Try it:
Report each line from the records where the string "stainless" turns up.

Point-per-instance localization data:
"""

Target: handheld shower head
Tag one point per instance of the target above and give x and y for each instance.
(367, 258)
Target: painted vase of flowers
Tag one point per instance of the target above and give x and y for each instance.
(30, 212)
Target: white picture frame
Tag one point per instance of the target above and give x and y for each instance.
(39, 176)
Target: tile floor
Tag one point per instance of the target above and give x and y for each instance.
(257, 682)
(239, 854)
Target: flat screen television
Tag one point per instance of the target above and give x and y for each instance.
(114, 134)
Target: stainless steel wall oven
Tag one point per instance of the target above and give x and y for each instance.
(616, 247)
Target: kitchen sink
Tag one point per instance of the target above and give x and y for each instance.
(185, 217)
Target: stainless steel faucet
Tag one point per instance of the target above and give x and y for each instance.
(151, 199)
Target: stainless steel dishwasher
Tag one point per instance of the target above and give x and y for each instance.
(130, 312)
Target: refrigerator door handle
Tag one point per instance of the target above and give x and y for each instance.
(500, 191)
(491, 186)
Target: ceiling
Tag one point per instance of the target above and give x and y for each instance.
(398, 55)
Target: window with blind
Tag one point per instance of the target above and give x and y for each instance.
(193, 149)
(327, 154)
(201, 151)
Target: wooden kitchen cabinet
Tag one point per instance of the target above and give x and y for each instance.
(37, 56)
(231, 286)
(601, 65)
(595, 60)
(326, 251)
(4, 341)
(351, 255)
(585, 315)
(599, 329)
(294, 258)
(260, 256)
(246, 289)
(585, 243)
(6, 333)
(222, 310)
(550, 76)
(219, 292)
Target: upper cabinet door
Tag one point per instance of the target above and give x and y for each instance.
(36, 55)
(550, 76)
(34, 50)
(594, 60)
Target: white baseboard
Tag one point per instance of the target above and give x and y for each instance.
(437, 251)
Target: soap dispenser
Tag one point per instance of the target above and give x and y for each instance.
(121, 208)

"""

Written solution:
Target: stainless steel wall oven
Target: stainless steel faucet
Target: stainless steel dishwasher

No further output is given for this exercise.